Exercise prompt »
Exactly as written, reproduce all of the entries.

Input data »
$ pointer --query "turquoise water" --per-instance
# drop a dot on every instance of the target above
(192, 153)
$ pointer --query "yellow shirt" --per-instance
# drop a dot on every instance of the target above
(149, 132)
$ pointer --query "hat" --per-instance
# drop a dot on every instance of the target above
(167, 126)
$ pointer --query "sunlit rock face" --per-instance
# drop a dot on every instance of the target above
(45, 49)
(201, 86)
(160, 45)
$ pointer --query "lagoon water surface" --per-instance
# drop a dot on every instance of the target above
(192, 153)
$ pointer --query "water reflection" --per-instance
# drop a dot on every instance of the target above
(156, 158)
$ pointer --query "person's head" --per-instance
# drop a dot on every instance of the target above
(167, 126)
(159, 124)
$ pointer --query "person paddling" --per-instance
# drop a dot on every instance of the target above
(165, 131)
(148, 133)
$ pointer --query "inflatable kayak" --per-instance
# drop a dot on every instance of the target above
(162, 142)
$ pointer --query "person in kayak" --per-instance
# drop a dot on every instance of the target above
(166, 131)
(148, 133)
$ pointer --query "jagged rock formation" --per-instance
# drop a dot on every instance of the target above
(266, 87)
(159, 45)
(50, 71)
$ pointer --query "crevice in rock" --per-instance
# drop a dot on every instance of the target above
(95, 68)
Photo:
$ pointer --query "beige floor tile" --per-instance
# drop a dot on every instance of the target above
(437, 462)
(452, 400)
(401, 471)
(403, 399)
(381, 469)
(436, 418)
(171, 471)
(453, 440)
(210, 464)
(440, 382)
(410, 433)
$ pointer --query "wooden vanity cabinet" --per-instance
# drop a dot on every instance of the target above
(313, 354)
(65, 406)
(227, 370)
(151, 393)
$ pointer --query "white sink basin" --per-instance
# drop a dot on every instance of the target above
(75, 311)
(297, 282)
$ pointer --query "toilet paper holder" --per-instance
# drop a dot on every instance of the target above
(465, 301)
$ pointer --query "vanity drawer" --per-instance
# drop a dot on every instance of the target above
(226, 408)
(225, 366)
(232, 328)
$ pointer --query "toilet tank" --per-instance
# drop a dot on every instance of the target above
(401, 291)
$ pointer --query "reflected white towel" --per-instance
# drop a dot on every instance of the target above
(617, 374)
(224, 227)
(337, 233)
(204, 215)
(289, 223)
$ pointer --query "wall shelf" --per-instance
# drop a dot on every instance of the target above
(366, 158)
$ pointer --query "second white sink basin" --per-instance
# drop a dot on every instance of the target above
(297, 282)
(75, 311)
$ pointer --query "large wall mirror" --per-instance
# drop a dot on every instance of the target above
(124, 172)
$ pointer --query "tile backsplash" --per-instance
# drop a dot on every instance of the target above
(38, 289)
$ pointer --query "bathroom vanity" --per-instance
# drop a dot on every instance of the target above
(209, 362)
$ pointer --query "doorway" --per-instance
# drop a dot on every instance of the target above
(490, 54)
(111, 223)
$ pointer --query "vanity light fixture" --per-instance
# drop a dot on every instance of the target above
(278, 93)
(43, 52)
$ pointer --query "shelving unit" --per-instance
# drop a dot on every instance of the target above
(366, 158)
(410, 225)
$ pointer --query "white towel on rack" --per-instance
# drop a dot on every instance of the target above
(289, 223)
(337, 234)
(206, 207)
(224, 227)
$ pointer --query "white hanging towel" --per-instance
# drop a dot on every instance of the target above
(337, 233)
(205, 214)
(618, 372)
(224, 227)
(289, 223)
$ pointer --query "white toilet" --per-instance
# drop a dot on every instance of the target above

The completed task »
$ pointer --query "turquoise water" --per-instance
# drop a dot on every instance of the target above
(192, 153)
$ pointer --query "yellow shirt" --per-instance
# drop a dot on every instance of the target above
(149, 132)
$ pointer --query "hat" --per-instance
# drop a dot on every instance of the target above
(167, 126)
$ pointer --query "sunlit rock face" --per-instance
# drop a dot on every instance of the target above
(45, 49)
(201, 86)
(160, 45)
$ pointer --query "lagoon water surface" --per-instance
# drop a dot on every instance of the target above
(192, 153)
$ pointer --query "water reflection" --per-instance
# drop a dot on every instance of the target above
(156, 158)
$ pointer --query "person's head" --per-instance
# drop a dot on every instance of the target above
(167, 126)
(159, 124)
$ pointer --query "person paddling" --per-instance
# drop a dot on every instance of the target above
(165, 131)
(148, 133)
$ pointer --query "inflatable kayak" --per-instance
# drop a dot on every instance of the target above
(162, 142)
$ pointer --query "person in kayak" --per-instance
# drop a dot on every instance of the target above
(166, 131)
(148, 133)
$ pointer --query "jagged rock formation" --per-instance
# drop a dot on every instance of the target above
(266, 87)
(159, 45)
(50, 71)
$ pointer --query "crevice in rock" --per-instance
# drop a dot on every instance of the target above
(95, 68)
Photo:
$ pointer --query "beige floor tile" --per-instance
# drop a dot on every instance of the target above
(437, 462)
(452, 400)
(401, 471)
(403, 399)
(381, 469)
(436, 418)
(171, 471)
(453, 440)
(210, 464)
(440, 382)
(410, 433)
$ pointer --query "wooden vanity cabinet" --per-instance
# drop a dot on every instance of the target above
(313, 354)
(65, 406)
(227, 370)
(151, 393)
$ pointer --query "white sink basin" --per-instance
# drop a dot on every instance of the target above
(75, 311)
(297, 282)
$ pointer --query "toilet paper holder" --per-instance
# drop a dot on every instance of the target above
(465, 301)
$ pointer --query "vanity drawer" --per-instance
# drop a dot on every instance of the target above
(226, 408)
(225, 366)
(232, 328)
$ pointer --query "toilet tank" --per-instance
# drop a dot on every instance of the target above
(401, 291)
$ pointer --query "reflected white towel" --per-instance
# drop a dot on every instance of the target above
(617, 374)
(224, 227)
(337, 233)
(204, 215)
(289, 223)
$ pointer --query "wall shelf" --per-instance
# drop a dot on every instance of the target above
(366, 158)
$ pointer --query "second white sink basin" --per-instance
# drop a dot on every instance of the target above
(297, 282)
(75, 311)
$ pointer --query "large wall mirror" --per-instance
# drop a dot on every instance of the target above
(124, 172)
$ pointer --query "tile backsplash" --per-instance
# drop a dot on every instance of the target above
(38, 289)
$ pointer --query "bathroom vanity" --per-instance
# drop a dot on every instance of the target above
(209, 362)
$ pointer --query "doorway" --per-instance
# drop a dot on every instance of the target above
(490, 54)
(111, 223)
$ pointer --query "vanity light fixture" --per-instance
# drop a dot on every instance of the target above
(278, 93)
(43, 52)
$ pointer --query "shelving unit" --per-instance
# drop a dot on every instance of the target above
(366, 158)
(410, 225)
$ pointer --query "white towel on rack" --per-instance
# drop a dot on every instance of the target above
(289, 223)
(337, 234)
(206, 207)
(224, 227)
$ pointer --query "white hanging towel" --per-instance
# drop a dot on every instance of the target above
(337, 233)
(205, 214)
(618, 372)
(224, 227)
(289, 223)
$ pointer --query "white toilet" --per-instance
# drop a dot on every instance of the target above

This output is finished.